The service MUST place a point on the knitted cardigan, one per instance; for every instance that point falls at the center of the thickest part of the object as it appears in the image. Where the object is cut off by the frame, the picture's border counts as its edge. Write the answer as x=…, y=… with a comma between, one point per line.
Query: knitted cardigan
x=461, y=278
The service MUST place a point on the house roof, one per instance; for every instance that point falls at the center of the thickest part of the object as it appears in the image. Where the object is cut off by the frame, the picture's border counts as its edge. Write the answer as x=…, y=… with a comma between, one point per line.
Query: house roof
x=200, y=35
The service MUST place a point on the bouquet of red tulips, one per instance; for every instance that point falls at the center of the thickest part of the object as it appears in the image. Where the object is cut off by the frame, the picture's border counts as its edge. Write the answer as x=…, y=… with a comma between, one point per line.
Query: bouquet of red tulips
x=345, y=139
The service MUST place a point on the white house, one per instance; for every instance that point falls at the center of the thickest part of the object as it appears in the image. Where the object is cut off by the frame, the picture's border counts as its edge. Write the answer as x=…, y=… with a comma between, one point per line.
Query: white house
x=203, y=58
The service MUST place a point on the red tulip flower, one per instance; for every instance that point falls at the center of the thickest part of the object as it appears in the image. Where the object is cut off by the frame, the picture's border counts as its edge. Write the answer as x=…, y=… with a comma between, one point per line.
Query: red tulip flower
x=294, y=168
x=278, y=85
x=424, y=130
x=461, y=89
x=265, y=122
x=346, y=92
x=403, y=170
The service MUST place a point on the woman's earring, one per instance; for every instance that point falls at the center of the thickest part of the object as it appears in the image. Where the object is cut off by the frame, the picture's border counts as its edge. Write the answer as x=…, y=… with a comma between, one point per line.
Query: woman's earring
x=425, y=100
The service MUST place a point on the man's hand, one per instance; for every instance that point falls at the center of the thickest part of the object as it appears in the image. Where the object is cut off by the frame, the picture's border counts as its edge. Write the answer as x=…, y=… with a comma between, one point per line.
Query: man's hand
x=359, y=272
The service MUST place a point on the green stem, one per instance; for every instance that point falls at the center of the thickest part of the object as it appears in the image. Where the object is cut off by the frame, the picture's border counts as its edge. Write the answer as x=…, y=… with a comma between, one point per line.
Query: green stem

**Problem statement**
Pull every line of the records above into your reply word for word, changing nothing.

**Result**
The service MUST place a point on the knitted cardigan, one per instance; for every instance that point falls at the center of the thickest part of the object as it appears in the image. Where the object is cut off by the frame, the picture's border counts as its edge. Write the answer as x=…, y=… with a comma between, one point per line.
Query: knitted cardigan
x=461, y=278
The service MUST place a point on the house roof, one per instance; for every instance that point falls at the center of the thickest part of the object as it appears in the image. Where the object is cut off by the frame, the picture's border counts as its edge. Write the answer as x=…, y=… with a comma between, one point per line.
Query: house roof
x=200, y=35
The service MUST place a point on the bouquet of red tulips, one per instance; for every instance that point falls at the center of the thickest part of the object as it appears in the image. Where the object is cut off by the frame, the picture's border counts as its edge. Write the answer as x=…, y=… with a comma between, one point per line.
Query: bouquet of red tulips
x=345, y=139
The service MUST place a point on the white house, one per instance; for every instance that point falls at the center of the thickest part of the object as it appears in the image. Where the object is cut off by the frame, the picture's border counts as its edge. Write the answer as x=…, y=… with a comma between, one point per line.
Query: white house
x=203, y=58
The service MUST place a point on the red tulip flower, one per instance; for every instance that point falls at the center of the thickest part of the object as it appears in the image. Where the object is cut off by the frame, the picture's border counts as its edge. Write the answer as x=…, y=… with a comma between, one point per line.
Query: red tulip flower
x=294, y=168
x=278, y=85
x=424, y=130
x=461, y=89
x=265, y=122
x=346, y=92
x=403, y=170
The service MUST place a point on the woman's earring, one per instance; for every instance that point falls at the center of the thickest part of the object as it appears in the image. Where the object is cut off by the frame, the picture's border counts as its edge. Write the answer as x=…, y=… with a comma between, one point per line.
Query: woman's earring
x=425, y=100
The service MUST place a point on the man's hand, one per instance; for every instance that point falls at the center of the thickest part of the object as it appears in the image. Where the object is cut off by the frame, the picture's border counts as its edge. Write the answer as x=…, y=… with a comma between, one point per line.
Query: man's hand
x=359, y=272
The service MUST place a point on the green stem, one per instance; for every instance that point falls at the center of the thickest part of the object as it appears in the image. Where the object is cut off by the frame, the picture's border counts as its edge. Write the answer as x=…, y=… with a comma between, one point per line.
Query: green stem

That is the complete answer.